== What you will do ==
Return each line below that contains the word "uniform".

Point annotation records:
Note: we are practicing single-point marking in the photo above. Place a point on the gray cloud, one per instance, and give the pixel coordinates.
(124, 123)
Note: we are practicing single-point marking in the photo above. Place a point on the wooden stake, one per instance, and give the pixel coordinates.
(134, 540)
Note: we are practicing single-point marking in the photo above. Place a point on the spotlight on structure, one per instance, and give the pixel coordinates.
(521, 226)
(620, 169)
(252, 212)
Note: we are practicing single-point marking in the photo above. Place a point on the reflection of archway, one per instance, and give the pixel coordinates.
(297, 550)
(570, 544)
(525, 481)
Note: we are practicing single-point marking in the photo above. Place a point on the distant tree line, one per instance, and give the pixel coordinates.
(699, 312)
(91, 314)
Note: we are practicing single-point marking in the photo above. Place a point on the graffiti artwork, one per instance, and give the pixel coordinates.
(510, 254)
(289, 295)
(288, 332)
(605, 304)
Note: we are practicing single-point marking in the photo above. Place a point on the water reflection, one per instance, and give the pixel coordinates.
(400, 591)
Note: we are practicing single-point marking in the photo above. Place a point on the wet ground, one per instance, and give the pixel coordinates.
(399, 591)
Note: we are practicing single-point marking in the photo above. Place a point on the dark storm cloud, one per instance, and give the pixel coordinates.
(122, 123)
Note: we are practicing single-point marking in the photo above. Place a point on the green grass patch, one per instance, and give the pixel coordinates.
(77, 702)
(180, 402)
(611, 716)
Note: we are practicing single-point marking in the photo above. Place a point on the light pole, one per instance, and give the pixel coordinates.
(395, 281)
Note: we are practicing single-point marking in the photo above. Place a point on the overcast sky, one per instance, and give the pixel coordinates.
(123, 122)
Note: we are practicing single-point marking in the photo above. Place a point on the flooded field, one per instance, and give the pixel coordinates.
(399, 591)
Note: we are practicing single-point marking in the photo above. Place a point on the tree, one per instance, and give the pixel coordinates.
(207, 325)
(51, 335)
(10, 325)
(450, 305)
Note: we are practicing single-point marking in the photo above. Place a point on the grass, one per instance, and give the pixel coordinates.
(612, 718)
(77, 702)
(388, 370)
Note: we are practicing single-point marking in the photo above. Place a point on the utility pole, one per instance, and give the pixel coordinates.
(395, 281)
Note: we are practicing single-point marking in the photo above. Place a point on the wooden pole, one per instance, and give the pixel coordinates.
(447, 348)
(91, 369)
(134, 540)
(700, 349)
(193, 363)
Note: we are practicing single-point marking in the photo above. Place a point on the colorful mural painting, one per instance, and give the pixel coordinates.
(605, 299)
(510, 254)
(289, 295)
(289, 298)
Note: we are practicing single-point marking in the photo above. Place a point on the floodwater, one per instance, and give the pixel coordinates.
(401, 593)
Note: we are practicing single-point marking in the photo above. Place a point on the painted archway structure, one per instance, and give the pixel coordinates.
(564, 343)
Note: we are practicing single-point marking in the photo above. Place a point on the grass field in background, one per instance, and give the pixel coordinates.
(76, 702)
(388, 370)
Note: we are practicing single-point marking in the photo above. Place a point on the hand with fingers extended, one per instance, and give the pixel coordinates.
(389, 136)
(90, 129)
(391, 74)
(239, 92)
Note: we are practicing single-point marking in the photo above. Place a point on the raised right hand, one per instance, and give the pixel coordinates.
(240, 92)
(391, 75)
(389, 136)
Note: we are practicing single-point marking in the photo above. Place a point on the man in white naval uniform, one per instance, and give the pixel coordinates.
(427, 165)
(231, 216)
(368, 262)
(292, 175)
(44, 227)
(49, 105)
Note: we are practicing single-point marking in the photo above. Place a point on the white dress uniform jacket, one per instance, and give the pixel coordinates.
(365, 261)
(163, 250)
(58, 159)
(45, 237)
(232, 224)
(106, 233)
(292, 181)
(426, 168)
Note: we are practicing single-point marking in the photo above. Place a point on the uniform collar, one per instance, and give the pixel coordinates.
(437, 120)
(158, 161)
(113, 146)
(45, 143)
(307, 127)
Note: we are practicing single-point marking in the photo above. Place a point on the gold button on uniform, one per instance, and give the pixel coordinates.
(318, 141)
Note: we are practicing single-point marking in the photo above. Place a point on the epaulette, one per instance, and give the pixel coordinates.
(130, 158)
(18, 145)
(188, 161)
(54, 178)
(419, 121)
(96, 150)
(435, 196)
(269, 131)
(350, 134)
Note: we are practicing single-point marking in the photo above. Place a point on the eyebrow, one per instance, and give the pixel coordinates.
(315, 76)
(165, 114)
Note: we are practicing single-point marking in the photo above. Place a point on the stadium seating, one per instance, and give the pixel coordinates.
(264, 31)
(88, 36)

---

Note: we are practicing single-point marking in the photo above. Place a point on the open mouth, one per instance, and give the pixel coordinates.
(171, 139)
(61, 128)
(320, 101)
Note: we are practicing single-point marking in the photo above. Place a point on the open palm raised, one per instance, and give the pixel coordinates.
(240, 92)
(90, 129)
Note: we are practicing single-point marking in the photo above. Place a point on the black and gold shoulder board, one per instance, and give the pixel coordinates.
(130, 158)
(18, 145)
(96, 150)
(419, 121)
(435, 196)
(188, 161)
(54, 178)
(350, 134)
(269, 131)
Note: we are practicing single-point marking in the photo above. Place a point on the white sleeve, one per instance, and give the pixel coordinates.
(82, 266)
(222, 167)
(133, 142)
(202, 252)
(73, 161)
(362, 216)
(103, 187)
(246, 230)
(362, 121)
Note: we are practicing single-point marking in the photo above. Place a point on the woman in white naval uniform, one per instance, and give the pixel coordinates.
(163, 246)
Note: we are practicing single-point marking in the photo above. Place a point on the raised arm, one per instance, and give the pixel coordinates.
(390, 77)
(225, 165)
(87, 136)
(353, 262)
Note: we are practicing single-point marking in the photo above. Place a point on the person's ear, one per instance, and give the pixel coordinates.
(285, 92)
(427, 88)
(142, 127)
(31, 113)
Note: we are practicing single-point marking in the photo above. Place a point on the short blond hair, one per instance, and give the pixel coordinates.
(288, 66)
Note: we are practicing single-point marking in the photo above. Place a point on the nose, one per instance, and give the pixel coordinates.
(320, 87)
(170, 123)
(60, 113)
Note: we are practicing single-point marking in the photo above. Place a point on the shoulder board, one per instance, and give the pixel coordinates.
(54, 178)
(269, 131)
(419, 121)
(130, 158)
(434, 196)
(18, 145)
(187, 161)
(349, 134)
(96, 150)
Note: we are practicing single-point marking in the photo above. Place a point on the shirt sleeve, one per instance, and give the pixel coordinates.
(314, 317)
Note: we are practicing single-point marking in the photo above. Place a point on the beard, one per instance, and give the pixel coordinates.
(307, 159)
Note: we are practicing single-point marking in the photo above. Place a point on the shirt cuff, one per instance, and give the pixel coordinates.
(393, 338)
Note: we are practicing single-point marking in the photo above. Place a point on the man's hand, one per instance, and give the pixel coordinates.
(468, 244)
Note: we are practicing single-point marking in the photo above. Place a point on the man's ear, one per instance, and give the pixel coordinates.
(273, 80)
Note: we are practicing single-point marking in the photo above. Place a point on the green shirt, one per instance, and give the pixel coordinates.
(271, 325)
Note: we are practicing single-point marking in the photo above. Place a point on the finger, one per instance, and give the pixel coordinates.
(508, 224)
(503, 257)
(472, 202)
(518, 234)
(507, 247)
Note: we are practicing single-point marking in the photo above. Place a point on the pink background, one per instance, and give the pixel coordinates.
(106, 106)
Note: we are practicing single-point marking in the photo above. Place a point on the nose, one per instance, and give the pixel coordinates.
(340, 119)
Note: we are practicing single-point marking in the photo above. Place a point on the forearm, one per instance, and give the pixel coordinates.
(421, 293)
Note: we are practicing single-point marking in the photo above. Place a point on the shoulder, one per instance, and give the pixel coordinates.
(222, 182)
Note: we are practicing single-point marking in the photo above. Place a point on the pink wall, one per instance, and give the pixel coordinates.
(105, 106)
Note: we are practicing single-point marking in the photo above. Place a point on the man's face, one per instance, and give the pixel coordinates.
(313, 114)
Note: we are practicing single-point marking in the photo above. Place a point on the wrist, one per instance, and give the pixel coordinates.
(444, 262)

== The solution ==
Note: we are practicing single-point marking in the photo above. Place a point on the man in white naval uniform, one per instance, and give the pixel coordinates.
Note: we are practicing single-point marking in the photo above. Place a point on the white dress uniform jacket, one per instance, and give the pixel coordinates.
Note: we are practicing single-point marking in the photo above. Place a point on the uniform collar, one per instance, and give the pixel coordinates.
Note: we are practicing single-point marking in the photo above. Place a point on the gold button on uniform, one per instance, and give the pixel coordinates.
Note: we are practicing single-point marking in the photo above. Place a point on the woman in white naval uniform, one per instance, and give the pixel coordinates.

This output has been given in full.